━━ Dataset excerpts

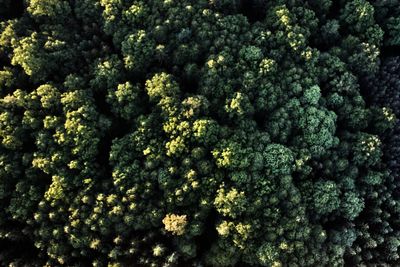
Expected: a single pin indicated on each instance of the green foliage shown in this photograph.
(192, 133)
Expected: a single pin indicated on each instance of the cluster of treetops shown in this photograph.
(199, 133)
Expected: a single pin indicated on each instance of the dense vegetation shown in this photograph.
(199, 132)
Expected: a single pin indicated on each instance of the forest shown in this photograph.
(199, 133)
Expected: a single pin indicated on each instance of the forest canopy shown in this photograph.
(199, 133)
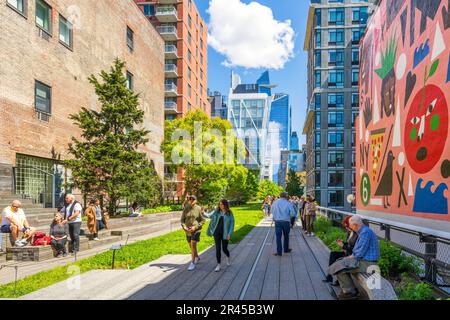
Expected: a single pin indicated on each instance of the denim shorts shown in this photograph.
(193, 237)
(6, 228)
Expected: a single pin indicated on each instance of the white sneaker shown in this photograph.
(19, 243)
(191, 267)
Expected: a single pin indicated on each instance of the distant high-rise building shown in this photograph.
(186, 54)
(262, 120)
(333, 35)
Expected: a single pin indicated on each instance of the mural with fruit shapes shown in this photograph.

━━━━

→ **Work instructions**
Repeat all the rows above word for word, but leave out the pictures.

→ **Written solution**
Expected: a single pin indicated on each instance of the green foliage shown in this photograph.
(192, 133)
Expected: a single pin indicated on each instance of the cluster of treetops shown in this photograph.
(199, 133)
Expected: a single pin indicated on each instance of the dense vegetation shown in this photograph.
(199, 132)
Expected: a single pin indicated on each instance of the forest shown in this photograph.
(199, 133)
Expected: a single pin indicated on each instance of the forest canopy shown in this photograph.
(199, 133)
Expected: a single pin indicated on each instance of the denim shorts shown in this photograph.
(193, 237)
(6, 228)
Expected: a single pin indicated on each instance of the white sneaker shown in this photograph.
(19, 243)
(191, 267)
Expected: a single pin indicated on each instance of the distant high-rise building shown in this photograph.
(186, 54)
(262, 120)
(333, 35)
Expected: a single pin indicated on each instance of the mural with fruit shapes shown in this photograph.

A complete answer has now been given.